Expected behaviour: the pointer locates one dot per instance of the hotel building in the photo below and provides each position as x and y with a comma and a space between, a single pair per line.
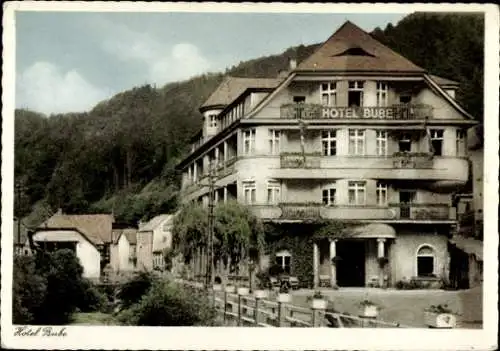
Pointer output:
355, 132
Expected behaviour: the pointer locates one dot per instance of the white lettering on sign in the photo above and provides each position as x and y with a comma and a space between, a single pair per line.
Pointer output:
365, 112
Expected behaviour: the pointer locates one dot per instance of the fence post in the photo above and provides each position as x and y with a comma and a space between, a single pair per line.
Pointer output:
283, 299
258, 294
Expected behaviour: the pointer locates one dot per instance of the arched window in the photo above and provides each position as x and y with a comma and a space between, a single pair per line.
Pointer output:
284, 260
426, 261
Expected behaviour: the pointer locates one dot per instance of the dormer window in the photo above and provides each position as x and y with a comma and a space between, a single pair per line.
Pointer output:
329, 94
355, 51
212, 121
355, 94
382, 94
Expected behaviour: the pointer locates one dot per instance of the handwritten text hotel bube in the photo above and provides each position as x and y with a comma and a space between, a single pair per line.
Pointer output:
357, 112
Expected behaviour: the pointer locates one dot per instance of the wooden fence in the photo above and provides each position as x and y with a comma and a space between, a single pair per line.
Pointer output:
249, 310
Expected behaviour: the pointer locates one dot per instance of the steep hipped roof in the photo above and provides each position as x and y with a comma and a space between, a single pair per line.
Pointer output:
232, 87
352, 49
154, 222
443, 81
97, 227
130, 234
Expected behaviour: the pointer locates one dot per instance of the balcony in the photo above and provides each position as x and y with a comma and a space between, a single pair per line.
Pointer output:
394, 212
415, 160
394, 112
422, 211
298, 160
295, 211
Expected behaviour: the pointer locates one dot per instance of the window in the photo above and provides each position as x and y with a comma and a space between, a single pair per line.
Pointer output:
299, 99
437, 141
329, 141
461, 142
284, 260
357, 193
405, 143
212, 121
249, 192
249, 141
382, 94
329, 94
381, 142
356, 142
329, 195
425, 261
381, 194
355, 94
274, 141
273, 192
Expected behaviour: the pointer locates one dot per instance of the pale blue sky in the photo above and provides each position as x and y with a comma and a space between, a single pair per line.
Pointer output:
69, 61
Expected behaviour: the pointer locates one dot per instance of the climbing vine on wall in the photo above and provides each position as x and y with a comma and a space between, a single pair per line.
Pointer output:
299, 239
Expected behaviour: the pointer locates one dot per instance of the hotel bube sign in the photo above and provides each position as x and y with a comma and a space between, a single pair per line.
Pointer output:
310, 111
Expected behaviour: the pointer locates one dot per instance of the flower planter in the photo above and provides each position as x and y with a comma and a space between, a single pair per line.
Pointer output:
260, 294
284, 298
440, 320
243, 291
370, 311
319, 304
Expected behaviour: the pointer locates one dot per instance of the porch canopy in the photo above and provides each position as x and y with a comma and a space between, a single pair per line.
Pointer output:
373, 230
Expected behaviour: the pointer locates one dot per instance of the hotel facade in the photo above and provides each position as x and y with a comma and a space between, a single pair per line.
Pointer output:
354, 133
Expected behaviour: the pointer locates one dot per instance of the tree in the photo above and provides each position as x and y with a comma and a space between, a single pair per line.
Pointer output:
238, 233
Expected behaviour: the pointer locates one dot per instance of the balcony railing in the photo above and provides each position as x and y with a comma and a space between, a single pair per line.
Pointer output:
300, 211
421, 211
298, 160
418, 160
394, 112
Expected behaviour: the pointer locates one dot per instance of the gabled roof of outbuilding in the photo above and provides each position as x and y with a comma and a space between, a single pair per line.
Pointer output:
96, 227
232, 87
352, 49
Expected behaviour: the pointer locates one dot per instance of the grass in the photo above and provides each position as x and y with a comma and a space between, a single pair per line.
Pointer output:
93, 318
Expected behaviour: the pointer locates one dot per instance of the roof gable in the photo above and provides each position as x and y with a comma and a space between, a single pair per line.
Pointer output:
232, 87
97, 227
155, 222
336, 54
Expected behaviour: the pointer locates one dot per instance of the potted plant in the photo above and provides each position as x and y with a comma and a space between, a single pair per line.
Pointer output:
336, 259
283, 295
369, 309
440, 316
319, 302
230, 289
382, 261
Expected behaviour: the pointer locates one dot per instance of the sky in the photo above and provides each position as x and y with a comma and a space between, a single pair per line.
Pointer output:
69, 61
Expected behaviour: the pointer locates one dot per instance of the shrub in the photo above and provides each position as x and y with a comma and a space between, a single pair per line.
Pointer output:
48, 287
29, 290
168, 304
92, 299
132, 291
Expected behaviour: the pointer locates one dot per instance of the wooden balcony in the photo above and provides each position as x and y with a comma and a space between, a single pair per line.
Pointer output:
300, 211
394, 112
298, 160
416, 160
393, 212
422, 211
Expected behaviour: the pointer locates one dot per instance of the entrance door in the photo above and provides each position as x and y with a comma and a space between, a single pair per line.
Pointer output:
406, 199
351, 266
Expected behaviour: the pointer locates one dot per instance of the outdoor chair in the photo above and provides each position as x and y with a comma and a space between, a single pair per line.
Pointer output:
324, 280
294, 282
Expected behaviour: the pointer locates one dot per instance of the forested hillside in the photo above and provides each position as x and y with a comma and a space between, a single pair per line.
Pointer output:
120, 155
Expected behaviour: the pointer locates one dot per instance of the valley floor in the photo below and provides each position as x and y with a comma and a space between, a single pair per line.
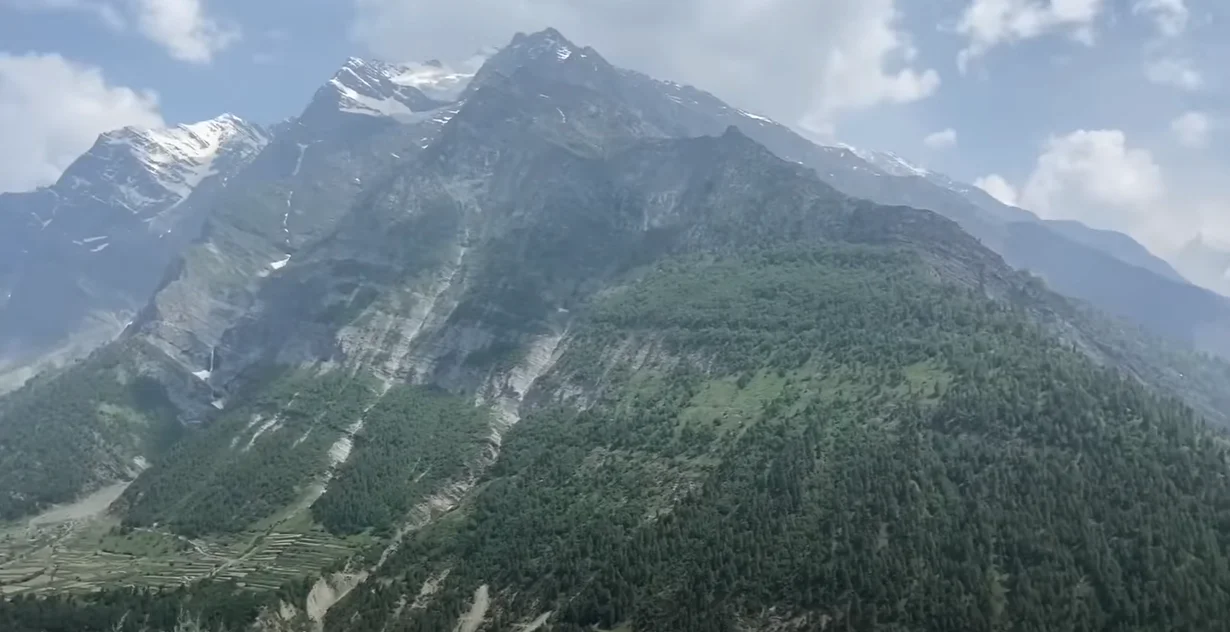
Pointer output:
79, 549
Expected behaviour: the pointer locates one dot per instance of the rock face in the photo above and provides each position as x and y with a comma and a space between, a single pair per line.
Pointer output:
581, 308
423, 229
80, 257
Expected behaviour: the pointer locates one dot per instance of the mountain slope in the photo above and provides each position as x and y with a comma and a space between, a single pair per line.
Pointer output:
565, 368
87, 252
793, 439
1201, 320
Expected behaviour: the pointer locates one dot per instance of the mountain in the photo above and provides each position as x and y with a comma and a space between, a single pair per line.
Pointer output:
1207, 263
83, 256
547, 358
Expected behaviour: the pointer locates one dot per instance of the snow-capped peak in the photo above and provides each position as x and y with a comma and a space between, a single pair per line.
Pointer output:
539, 44
887, 161
178, 158
401, 90
438, 80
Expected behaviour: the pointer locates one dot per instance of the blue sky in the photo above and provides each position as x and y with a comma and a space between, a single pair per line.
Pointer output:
1108, 111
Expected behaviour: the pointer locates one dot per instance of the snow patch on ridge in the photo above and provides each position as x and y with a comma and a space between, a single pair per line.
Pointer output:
181, 158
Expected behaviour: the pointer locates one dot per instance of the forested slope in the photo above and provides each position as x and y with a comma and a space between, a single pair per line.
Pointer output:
813, 438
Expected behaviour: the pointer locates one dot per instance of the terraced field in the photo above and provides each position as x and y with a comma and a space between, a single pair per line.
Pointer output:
83, 552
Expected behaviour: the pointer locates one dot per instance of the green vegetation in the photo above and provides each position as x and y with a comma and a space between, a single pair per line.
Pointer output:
79, 429
413, 440
214, 605
829, 439
253, 461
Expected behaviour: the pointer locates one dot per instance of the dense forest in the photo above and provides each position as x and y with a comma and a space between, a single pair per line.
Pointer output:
828, 439
412, 443
255, 460
53, 429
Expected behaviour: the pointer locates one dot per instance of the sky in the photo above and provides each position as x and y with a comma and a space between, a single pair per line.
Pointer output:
1112, 112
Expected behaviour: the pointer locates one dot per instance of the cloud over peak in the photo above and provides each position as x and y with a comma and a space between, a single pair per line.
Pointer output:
801, 62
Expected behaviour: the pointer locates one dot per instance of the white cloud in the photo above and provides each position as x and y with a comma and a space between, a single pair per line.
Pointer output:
52, 110
942, 139
1096, 177
1192, 129
999, 188
1171, 16
802, 62
103, 11
1174, 71
183, 28
988, 23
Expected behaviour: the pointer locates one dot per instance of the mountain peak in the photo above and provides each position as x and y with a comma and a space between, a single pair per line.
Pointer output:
176, 158
399, 90
535, 46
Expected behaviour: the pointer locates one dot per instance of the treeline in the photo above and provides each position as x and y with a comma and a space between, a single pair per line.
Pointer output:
413, 440
919, 459
67, 432
255, 460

......

Your instructions: Look above for the line that holds "the white cloud", then copy it and each line after it exactly, through the last line of the data.

Result of the task:
Expected behaviour: the pointer locates one dot per instance of the white cloud in the photo above and provides each position as x and y with a comma and a space between, a single pair per line.
Pointer output:
52, 110
942, 139
1096, 177
1192, 129
999, 188
1171, 16
802, 62
103, 11
1174, 71
183, 28
988, 23
Expected behaviour: the pointer locates one dot per instance of the mountain peak in the photo above and provides each position as x and y with a comma and a space between, a single pair per line.
Pointer output:
176, 158
399, 90
535, 46
Expected behaviour: the pointer locates one dot per instance of the treeline in the photo above and provides each position as x and y with a comma and a space between, a single pair per line.
Pointer output:
413, 440
919, 459
67, 432
255, 460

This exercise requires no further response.